[Referring expression data]
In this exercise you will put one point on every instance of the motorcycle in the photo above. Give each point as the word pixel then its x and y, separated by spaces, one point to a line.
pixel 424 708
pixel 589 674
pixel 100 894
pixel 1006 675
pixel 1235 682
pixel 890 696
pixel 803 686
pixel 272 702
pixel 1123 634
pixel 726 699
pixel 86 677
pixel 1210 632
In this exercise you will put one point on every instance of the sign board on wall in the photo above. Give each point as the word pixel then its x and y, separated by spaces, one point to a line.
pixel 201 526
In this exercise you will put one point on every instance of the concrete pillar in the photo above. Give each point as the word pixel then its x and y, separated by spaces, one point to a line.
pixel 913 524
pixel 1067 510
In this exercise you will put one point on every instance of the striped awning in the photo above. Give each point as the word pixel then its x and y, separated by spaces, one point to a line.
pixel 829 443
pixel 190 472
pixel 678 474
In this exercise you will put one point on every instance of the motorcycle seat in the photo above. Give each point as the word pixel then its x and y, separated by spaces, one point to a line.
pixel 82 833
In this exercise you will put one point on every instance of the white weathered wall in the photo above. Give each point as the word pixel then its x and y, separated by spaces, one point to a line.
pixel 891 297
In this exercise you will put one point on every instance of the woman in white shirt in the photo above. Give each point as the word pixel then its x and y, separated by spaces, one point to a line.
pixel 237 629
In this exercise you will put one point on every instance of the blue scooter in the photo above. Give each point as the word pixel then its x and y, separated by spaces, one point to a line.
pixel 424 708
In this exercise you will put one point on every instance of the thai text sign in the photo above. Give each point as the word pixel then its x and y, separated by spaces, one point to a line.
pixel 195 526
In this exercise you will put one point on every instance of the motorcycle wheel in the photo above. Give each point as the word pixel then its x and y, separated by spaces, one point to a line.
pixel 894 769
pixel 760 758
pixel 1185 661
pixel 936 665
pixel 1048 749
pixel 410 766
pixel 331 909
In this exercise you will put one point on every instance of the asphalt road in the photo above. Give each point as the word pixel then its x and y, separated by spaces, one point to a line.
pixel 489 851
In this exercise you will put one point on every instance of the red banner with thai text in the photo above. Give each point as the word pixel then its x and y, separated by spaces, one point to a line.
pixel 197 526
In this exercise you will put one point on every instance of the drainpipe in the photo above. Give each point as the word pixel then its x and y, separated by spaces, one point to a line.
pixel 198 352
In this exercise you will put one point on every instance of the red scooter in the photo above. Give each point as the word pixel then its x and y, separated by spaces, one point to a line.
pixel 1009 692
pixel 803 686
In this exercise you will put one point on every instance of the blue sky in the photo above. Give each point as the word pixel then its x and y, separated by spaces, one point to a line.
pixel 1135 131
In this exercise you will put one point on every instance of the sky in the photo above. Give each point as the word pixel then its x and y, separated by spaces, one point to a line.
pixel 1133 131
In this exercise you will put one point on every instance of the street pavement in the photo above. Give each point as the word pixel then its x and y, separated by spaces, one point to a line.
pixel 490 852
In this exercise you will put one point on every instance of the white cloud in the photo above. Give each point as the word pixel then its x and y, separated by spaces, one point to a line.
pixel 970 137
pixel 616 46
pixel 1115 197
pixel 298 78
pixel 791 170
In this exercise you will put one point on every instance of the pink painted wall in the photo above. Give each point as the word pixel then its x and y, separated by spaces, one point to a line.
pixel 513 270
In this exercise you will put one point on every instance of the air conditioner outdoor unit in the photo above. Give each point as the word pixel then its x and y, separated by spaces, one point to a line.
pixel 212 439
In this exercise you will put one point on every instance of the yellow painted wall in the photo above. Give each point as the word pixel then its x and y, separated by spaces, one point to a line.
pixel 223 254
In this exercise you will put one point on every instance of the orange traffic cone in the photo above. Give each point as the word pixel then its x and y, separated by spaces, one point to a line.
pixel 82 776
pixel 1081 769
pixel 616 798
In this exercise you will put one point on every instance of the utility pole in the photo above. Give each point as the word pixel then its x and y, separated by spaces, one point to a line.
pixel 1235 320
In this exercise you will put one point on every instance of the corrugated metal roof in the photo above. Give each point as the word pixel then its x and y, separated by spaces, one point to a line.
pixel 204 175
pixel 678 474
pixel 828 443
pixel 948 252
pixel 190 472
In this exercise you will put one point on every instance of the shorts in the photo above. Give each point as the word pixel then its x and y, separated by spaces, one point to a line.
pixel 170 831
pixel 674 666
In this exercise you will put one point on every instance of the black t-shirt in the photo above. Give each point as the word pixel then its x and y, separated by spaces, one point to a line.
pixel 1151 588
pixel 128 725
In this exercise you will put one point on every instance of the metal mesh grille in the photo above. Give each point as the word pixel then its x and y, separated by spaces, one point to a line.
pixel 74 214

Activity -
All of the entries above are to be written out again exactly.

Answer for this exercise -
In this exercise you will put one point on every instance of the motorcycle in the photo above. Give each point as the word pixel then its x and y, separated by spaces, one point to a line.
pixel 424 708
pixel 589 674
pixel 100 894
pixel 1006 675
pixel 1235 682
pixel 890 696
pixel 803 686
pixel 272 702
pixel 1123 634
pixel 726 699
pixel 86 677
pixel 1210 632
In this exercise you will put one point on every instance of the sign board on wall in the photo above. Give each point as the word pixel then its x and y, separated by spaces, one point to a line.
pixel 201 526
In this exercise you will put one point on every instance of the concrete pillar in the photo above. Give each point as the word pixel then its x and y, separated by spaces, one point to a line.
pixel 913 524
pixel 1067 510
In this exercise you will put one point on every instance of the striped awning in the photo above. Give each point as the word pixel then its x and y, separated by spaces, one point to a line.
pixel 829 443
pixel 190 472
pixel 678 474
In this exercise you will put one point on every instance of the motorcycle seat in the photo above. Give each point as the word pixel then its x and y, separated by spaces, one point to a line.
pixel 82 833
In this exercise you will put one point on every instance of the white weathered wall in the photo above. Give each point as the word pixel then its x and y, separated by spaces, one point to a line.
pixel 891 297
In this exercise you will put one point on every instance of the woman in white shirt in the photo above. Give each point as the word pixel then its x and y, separated by spaces, one point to a line.
pixel 237 629
In this exercise you will put one point on every instance of the blue scooter in the photo above. Give each point as the word pixel then its x and y, separated by spaces, one point to a line.
pixel 424 708
In this exercise you will put one point on every instance of the thai text sign in the photo above. Give each point as the word pixel then its x and y, separated by spaces, one point to a line.
pixel 195 526
In this exercise you will put one point on every instance of the motorcycle wheel in the photo above. Give each point as the word pixel then its x and y, separated by spaces, one point to a line.
pixel 894 769
pixel 760 758
pixel 1185 661
pixel 936 665
pixel 1048 749
pixel 410 766
pixel 331 909
In this exercise you will put one point on every instance of the asphalt road in the photo above. Give each point as the word pixel then its x and y, separated by spaces, one point to a line.
pixel 489 851
In this exercise you will put one point on every instance of the red banner with thai text in the photo above. Give each point as the word pixel then its x and y, separated by spaces, one point to a line.
pixel 197 526
In this exercise you will put one point on every instance of the drainpipe in the photo above. Give each point as the word pixel then its x and y, separated by spaces, one point to a line.
pixel 198 352
In this exercise you will put one point on every instance of the red scooter in the photo above. Give each point as the word pixel then its x and y, separated by spaces, one point to a line.
pixel 1009 692
pixel 803 686
In this exercise you will put one point on every instance of the blue sky in the photo above. Give each point as the word pixel then its x and y, separated by spaces, one point to a line.
pixel 1135 131
In this exercise you will put one point on every instance of the sky in the photo above. Give each point as the word pixel then its x and y, separated by spaces, one point to a line.
pixel 1133 131
In this exercise you will put one point on every instance of the street pavement in the photo above. Give each point as the word pixel then its x and y, separated by spaces, one point to a line.
pixel 490 852
In this exercise you will put one point on every instance of the white cloud in the photo above. Give each point as the word pixel then its x and y, separated by spaces, one point to a line.
pixel 970 137
pixel 616 46
pixel 1115 197
pixel 298 78
pixel 791 170
In this exercise you will put one point on every instance of the pink painted wall in the photo above. Give each point as the word pixel then its x and y, separated by spaces, one point to a line.
pixel 513 270
In this exercise you will put one point on every instance of the air conditioner outdoor unit in the photo above. Give each point as the word pixel then its x and y, separated by spaces, one point to a line.
pixel 212 439
In this exercise you will put one point on every instance of the yellow painted wall in the photo above. Give each point as the word pixel then its x and y, separated by spaces, one point to a line.
pixel 223 254
In this exercise you will put one point on every instance of the orange traffic cone in the photo above. Give each point as the word pixel then its x and y, separated by spaces, one point to a line.
pixel 82 776
pixel 1081 769
pixel 616 798
In this exercise you will put one point on every instance of the utility pole in the photo above. Give each point as the word pixel then its x and y, separated by spaces, one point to a line.
pixel 1235 320
In this exercise you will put one point on every instance of the corrugated metal roof in the photo above. Give each point as the word pixel then its x and y, separated by spaces, one point to a line.
pixel 204 175
pixel 678 474
pixel 828 443
pixel 948 252
pixel 190 472
In this exercise you will put one point on every instance of the shorts in the photo above. Give each point as the word pixel then its x and y, separated by spaces, one point to a line.
pixel 170 831
pixel 674 666
In this exercise you will put one point on every instance of the black t-shirt in the photo above. Give each point as the word pixel then its x and y, separated by spaces, one point to a line.
pixel 1151 588
pixel 128 725
In this exercise you will put one point on every instance of the metal mesh grille in the photo above. Give each point as the word pixel then its x and y, separated by spaces, one point to a line.
pixel 74 214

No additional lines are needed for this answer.